From the article on North Carolina's mental evaluation bill, set down the passage from "However, legislators faced" up to and including "a psychiatric evaluation.", keeping every word and mark unchanged.

§ **Text under study**
------------

The group of North Carolina senators on Wednesday plans to review proposed changes to the state’s process for evaluating criminal suspects for mental illness — the next step in the bill’s journey to becoming law.

The Senate Healthcare Committee is scheduled to discuss House Bill 1104, which attempts to shift some mental evaluations out of emergency departments and expand the number of people who can conduct them. The bill would also allow more North Carolinians who are under involuntary commitment orders to undergo mental health treatment outside of psychiatric facilities. 

The House passed the bill 100-10 earlier this month at the urging of state Rep. Tim Reeder, a Pitt County Republican and physician who wrote the legislation after holding multiple hearings on the state’s practices for treating criminal suspects who suffer from mental illness. 

Reeder and others in the House began reviewing the state’s laws after the August death of Iryna Zarutska, a 23-year-old Ukrainian who moved to Charlotte in 2022 and was fatally stabbed on a city train. DeCarlos Brown, the man charged in her death, was deemed incapable of proceeding following a mental evaluation.

The General Assembly in October approved a judicial reform package titled “Iryna’s Law,” an attempt to keep more suspects in custody while awaiting trial. Brown had been arrested multiple times prior to Zarutska’s death. 

However, legislators faced pushback for some of the new rules. For instance, hospital representatives took issue with a requirement for certain criminal defendants — who have undergone an involuntary commitment within three years of their arrest for a violent crime, or who judicial officials believe to be a danger to themselves or others — to be transported “to a hospital emergency department or other crisis facility” for a psychiatric evaluation.

------------

§ **Recorded data**
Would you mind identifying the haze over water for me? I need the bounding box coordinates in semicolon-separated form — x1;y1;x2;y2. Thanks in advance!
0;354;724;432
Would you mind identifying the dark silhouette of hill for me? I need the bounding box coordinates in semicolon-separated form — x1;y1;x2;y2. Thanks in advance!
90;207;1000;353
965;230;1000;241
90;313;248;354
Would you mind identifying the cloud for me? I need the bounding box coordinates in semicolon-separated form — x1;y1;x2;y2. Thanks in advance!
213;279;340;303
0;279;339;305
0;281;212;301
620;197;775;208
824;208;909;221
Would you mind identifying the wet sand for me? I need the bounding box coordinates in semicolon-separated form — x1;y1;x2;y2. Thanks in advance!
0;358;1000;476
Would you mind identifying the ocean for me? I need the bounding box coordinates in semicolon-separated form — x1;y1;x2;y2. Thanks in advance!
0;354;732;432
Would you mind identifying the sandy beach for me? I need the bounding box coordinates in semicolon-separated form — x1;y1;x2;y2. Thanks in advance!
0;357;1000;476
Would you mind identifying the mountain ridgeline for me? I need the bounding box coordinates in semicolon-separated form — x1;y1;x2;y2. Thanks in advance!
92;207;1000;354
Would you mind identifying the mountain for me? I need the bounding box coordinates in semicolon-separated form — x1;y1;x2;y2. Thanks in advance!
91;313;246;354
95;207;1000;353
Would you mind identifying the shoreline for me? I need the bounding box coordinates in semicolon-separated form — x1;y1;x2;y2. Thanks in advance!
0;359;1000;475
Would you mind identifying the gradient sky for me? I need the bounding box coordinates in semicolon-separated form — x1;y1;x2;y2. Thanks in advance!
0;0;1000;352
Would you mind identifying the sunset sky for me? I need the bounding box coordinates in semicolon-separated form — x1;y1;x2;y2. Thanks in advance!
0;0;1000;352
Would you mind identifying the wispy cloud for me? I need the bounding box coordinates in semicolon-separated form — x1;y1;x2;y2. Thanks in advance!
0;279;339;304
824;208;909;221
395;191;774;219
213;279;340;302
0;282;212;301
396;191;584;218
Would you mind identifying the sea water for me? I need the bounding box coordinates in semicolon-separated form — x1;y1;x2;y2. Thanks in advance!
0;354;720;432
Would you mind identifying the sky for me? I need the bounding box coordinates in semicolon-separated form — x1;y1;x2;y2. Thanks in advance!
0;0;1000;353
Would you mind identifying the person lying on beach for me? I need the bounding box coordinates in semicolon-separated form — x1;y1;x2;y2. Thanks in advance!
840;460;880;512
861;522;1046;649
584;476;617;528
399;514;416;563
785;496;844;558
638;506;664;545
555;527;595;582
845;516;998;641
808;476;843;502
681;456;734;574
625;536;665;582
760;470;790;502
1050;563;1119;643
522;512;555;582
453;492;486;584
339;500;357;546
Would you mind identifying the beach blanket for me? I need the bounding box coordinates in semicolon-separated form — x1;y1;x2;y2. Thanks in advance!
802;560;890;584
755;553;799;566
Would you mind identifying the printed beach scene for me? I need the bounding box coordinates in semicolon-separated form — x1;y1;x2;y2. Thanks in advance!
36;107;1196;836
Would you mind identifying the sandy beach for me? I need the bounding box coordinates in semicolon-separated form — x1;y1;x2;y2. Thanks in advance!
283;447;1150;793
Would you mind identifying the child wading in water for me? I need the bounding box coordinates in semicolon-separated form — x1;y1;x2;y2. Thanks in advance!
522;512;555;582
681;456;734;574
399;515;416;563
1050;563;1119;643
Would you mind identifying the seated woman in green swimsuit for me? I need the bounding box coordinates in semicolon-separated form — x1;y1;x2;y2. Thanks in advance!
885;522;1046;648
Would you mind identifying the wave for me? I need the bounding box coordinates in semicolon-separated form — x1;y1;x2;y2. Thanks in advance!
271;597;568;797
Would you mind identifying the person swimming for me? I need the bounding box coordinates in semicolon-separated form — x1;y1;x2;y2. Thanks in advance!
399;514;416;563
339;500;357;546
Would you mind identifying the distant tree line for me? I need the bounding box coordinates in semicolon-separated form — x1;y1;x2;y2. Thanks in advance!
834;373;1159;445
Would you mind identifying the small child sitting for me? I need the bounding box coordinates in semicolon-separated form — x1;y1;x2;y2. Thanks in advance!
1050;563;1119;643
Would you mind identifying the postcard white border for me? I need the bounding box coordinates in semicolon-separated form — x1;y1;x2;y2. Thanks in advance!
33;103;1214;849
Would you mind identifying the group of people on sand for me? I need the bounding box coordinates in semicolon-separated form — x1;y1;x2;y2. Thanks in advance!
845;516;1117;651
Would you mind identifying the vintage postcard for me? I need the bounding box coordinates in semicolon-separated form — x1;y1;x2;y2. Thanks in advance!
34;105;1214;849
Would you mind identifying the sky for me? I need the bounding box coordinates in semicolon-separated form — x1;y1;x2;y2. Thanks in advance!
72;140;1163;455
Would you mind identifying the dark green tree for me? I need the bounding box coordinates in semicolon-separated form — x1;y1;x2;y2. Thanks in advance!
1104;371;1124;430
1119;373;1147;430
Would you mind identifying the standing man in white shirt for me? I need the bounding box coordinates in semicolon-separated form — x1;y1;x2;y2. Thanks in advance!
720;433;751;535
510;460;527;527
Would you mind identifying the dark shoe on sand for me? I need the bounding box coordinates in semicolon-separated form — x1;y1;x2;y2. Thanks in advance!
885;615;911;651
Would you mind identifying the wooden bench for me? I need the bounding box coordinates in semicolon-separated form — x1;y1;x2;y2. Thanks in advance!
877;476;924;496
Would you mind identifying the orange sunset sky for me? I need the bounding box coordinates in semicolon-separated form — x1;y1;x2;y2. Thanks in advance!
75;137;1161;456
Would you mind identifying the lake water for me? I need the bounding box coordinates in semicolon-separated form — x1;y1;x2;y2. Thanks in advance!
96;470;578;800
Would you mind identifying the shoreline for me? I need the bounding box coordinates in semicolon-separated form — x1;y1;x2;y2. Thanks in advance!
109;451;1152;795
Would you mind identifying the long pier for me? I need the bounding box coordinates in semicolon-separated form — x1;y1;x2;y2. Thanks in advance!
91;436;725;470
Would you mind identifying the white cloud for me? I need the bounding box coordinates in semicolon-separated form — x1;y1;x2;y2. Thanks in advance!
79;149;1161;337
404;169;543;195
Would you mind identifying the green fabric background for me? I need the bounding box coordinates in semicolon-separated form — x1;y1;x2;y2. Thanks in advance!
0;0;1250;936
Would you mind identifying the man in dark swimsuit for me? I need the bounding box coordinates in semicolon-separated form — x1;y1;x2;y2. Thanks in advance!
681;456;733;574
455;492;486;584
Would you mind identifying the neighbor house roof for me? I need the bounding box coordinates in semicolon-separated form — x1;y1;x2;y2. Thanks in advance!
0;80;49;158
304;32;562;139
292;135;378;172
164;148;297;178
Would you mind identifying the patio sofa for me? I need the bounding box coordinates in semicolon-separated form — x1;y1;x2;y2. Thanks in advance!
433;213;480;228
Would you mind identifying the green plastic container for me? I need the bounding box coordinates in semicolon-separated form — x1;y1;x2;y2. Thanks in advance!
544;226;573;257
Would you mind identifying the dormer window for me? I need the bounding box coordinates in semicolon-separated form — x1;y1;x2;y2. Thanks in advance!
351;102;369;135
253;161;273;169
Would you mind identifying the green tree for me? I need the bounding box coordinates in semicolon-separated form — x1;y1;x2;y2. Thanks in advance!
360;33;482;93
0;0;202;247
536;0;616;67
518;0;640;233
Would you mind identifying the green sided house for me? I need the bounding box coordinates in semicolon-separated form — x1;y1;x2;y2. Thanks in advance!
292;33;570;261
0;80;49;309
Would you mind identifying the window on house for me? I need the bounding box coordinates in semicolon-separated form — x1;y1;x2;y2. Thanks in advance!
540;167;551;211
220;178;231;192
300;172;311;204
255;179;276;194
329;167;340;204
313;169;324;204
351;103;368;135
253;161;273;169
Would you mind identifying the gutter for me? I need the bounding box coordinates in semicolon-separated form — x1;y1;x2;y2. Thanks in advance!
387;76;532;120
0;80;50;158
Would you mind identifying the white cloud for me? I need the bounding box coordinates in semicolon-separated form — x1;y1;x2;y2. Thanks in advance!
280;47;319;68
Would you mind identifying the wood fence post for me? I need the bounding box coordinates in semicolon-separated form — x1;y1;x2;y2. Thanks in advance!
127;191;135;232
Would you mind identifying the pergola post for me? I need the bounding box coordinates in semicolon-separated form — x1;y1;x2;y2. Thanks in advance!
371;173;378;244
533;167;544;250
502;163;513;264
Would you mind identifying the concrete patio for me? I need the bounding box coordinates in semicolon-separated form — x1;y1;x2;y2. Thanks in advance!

------------

§ **Exercise output**
However, legislators faced pushback for some of the new rules. For instance, hospital representatives took issue with a requirement for certain criminal defendants — who have undergone an involuntary commitment within three years of their arrest for a violent crime, or who judicial officials believe to be a danger to themselves or others — to be transported “to a hospital emergency department or other crisis facility” for a psychiatric evaluation.